- Task description
Restate, word for word, each record that follows.

========

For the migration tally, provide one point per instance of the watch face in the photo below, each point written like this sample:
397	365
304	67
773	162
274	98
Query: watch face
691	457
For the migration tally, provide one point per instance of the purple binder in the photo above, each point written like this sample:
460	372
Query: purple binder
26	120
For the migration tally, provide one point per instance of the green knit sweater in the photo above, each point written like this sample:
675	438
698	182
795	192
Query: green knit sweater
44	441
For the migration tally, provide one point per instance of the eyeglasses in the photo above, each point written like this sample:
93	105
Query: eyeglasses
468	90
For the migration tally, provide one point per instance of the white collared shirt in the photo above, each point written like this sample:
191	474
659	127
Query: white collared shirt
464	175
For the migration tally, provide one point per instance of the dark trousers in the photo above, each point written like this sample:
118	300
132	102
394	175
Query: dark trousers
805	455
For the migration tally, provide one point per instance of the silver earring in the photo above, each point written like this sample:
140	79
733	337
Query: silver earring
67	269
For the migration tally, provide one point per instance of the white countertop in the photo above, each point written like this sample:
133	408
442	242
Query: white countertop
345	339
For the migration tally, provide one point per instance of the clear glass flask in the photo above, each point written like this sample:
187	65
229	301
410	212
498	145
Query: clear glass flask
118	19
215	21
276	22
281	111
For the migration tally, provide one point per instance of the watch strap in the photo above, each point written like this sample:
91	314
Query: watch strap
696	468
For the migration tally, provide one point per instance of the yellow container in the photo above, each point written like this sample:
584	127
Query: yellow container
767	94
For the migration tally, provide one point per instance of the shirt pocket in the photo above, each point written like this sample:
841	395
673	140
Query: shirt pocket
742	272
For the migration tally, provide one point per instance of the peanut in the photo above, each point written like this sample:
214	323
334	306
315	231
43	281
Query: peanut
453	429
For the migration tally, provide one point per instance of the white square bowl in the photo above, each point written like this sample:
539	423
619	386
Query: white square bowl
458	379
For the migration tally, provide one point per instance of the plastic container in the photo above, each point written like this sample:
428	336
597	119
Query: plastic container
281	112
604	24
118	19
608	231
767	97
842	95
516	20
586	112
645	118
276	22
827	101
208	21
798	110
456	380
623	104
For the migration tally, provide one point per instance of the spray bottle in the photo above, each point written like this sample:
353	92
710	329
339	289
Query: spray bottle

========

- Reply
For the migration tally, provide one point per instance of the watch face in the photo below, each point written like this sample:
397	365
304	67
773	162
274	98
Query: watch face
691	457
For the migration tally, provide one point per instance of the purple binder in the photo above, each point written like this sample:
460	372
Query: purple binder
26	120
For the migration tally, provide one point per instance of the green knit sweater in the photo above, each point written like this sample:
675	438
698	182
795	192
Query: green knit sweater
44	441
For the migration tally, provide one point per instance of the eyeglasses in the photo above, each point written like this sample:
93	105
Query: eyeglasses
468	90
For the migration tally, provide one point per instance of the white collared shirt in the photo above, each point written like this sample:
191	474
659	127
Query: white collared shirt
464	175
For the migration tally, provide one point per instance of the dark trousers in the photo above, each point written like this sample:
118	300
132	102
394	175
Query: dark trousers
805	455
For the migration tally, provide one point per instance of the silver earring in the photo above, each point written like this sample:
140	79
733	337
Query: silver earring
67	269
For the migration tally, provide one point per instance of the white countertop in the photo above, each point written like this sample:
133	408
442	242
Query: white countertop
345	339
For the migration tally, provide one point per instance of the clear glass flask in the photo above, each point written like this sample:
187	65
229	301
410	212
498	145
Query: clear glass flask
118	19
215	21
276	22
281	111
For the migration tally, provide one point per instance of the watch strap in the photo above, each point written like this sample:
91	314
Query: watch strap
696	468
For the migration tally, provide one point per instance of the yellow container in the photo above, each point written like this sample:
584	127
Query: yellow container
767	94
For the migration tally, provide one point per instance of the shirt pocket in the photo above, each point written like this sample:
841	395
673	140
Query: shirt pocket
742	272
For the migration tally, provide one point per instance of the peanut in the photo above, each point written like this sample:
214	323
334	306
315	231
43	281
Query: peanut
453	429
For the migration tally, provide one point per instance of the white square bowl in the photo above, each point written like this sample:
539	423
619	386
Query: white square bowl
458	379
For the migration tally, provide one point per instance of the plastic container in the photo above, each point written like this sample:
428	336
597	119
Query: plastic container
281	112
604	24
118	19
608	231
767	97
842	95
516	20
586	112
645	118
276	22
827	101
208	21
798	110
456	380
623	104
For the migration tally, provide one point per instance of the spray bottle in the photo above, each point written like this sample:
353	92
710	329
339	289
Query: spray bottle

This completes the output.